▶ _PROMPT_
Repeat the listing in full, exactly as it stands.

▶ _LISTING_
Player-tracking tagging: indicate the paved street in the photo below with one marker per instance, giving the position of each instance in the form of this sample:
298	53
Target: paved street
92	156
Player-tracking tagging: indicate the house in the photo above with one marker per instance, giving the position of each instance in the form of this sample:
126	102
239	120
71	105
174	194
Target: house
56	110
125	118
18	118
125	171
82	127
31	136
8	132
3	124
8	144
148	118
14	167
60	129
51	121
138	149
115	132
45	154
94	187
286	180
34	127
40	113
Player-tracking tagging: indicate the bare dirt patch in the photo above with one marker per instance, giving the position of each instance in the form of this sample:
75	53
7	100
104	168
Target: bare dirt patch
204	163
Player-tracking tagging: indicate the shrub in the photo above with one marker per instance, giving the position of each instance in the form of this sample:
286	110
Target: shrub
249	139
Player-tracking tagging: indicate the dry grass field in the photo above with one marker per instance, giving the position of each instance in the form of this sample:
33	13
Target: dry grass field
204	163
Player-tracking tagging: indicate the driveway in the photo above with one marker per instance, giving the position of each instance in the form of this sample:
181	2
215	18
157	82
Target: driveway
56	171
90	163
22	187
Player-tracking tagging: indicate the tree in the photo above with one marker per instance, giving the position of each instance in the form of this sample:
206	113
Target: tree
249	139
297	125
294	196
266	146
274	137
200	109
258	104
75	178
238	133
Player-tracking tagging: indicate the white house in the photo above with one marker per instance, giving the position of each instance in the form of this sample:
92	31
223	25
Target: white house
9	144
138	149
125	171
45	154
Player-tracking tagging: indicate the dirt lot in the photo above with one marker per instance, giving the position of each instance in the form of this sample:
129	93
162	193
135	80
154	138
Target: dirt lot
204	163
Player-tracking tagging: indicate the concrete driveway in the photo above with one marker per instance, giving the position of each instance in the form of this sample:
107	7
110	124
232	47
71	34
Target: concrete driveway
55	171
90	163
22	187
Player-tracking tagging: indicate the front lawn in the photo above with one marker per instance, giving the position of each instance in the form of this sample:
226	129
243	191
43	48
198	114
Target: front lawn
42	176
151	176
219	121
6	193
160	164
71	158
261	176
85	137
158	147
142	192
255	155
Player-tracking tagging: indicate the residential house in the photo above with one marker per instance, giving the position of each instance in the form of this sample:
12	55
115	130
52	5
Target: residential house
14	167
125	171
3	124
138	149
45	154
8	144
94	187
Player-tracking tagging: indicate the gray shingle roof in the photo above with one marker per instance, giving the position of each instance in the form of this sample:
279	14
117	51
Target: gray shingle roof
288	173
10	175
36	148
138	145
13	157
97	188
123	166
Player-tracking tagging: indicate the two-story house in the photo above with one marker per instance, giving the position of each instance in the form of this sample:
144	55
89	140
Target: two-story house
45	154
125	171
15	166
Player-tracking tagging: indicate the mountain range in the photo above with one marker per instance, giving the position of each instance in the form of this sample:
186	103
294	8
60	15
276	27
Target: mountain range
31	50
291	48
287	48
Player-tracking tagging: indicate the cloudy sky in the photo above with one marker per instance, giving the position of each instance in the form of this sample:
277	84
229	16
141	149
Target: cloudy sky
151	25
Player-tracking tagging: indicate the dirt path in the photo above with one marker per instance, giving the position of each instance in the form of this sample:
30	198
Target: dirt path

▶ _PROBLEM SOLUTION_
Player-tracking tagging: indicate the paved street in the photo below with one marker per instance, giving the position of each instance in the form of this sample:
298	53
Target: paved street
92	156
Player-tracking tagging: indicate the house in the photo above with one marker per instance, giving the position of each instance in the form of this sample:
126	102
239	120
71	105
174	194
Target: house
56	110
125	118
18	118
125	171
82	127
31	136
8	132
3	124
8	144
148	118
14	167
60	129
51	121
138	149
115	132
45	154
94	187
286	180
34	127
40	113
Player-tracking tagging: indicate the bare dirt patch in the photo above with one marker per instance, giving the position of each instance in the form of this sample:
75	53
7	100
104	168
Target: bare dirt patch
204	163
Player-tracking tagging: indicate the shrub in the photo above with one marker per instance, giving the position of each instance in the form of this sample:
286	110
Target: shrub
249	139
Player-tracking tagging: indicate the dry grass field in the photo above with one marker per instance, giving the position of each instance in the form of this sample:
33	13
Target: dry grass field
204	163
Player-tracking tagging: indicate the driveway in the photo above with one marker per instance, giving the position of each instance in the form of this sample:
181	2
215	18
157	82
Target: driveway
56	171
90	163
22	187
Player-tracking tagging: indicate the tree in the photo above with one marker per instance, giving the position of each instance in the form of this sample:
206	113
Target: tree
249	139
297	125
294	196
266	146
274	137
200	109
258	104
75	178
238	133
Player-tracking tagging: indicate the white house in the photo above with one marker per instance, giving the position of each instance in the form of this sample:
92	31
223	25
Target: white house
9	144
138	149
125	171
45	154
Player-tracking tagging: indicate the dirt lot in the photo above with one marker per instance, giving the position of each instance in the form of this sample:
129	93
162	193
135	80
154	138
Target: dirt lot
204	163
Player-tracking tagging: indicate the concrete driveway in the photo above with one marker per instance, giving the position of each instance in the form of this sample:
107	7
110	124
232	47
71	34
Target: concrete driveway
55	171
90	163
22	187
Player-tracking tagging: indicate the front lawn in the photo above with one marker per instance, giving the position of each instance in the form of this sample:
226	129
243	191
43	48
198	114
Target: front lawn
42	176
151	176
219	121
6	193
160	164
71	158
261	176
85	137
158	147
142	192
255	155
Player-tracking tagging: indicate the residential house in the photo above with one marker per instance, giving the position of each instance in the form of this sample:
12	55
115	130
52	5
Target: residential house
14	167
125	171
3	124
138	149
45	154
8	144
94	187
Player-tracking tagging: indicate the gray shingle roof in the photo above with one marker per instance, giving the position of each instance in the form of this sample:
279	14
117	51
Target: gray shingle roof
288	173
10	175
36	148
138	145
13	157
97	188
123	166
Player-tracking tagging: indicate the two-story house in the photo above with one marker per instance, giving the position of each instance in the form of this sample:
144	55
89	140
Target: two-story house
45	154
125	171
15	166
Player-tracking tagging: indicate the mountain range in the photo above with one marker per instance, giving the position of each instance in the form of this sample:
186	103
294	8
60	15
276	27
Target: mountain range
31	50
291	48
287	48
Player-tracking tagging: indicate the cloudy sky in the photo above with one marker per instance, giving the position of each instance in the form of this sample:
277	84
229	16
141	149
Target: cloudy sky
151	25
Player-tracking tagging: indicate the dirt path in the photo above with one marker per instance, giving the position of each instance in the form of this sample:
30	198
Target: dirt path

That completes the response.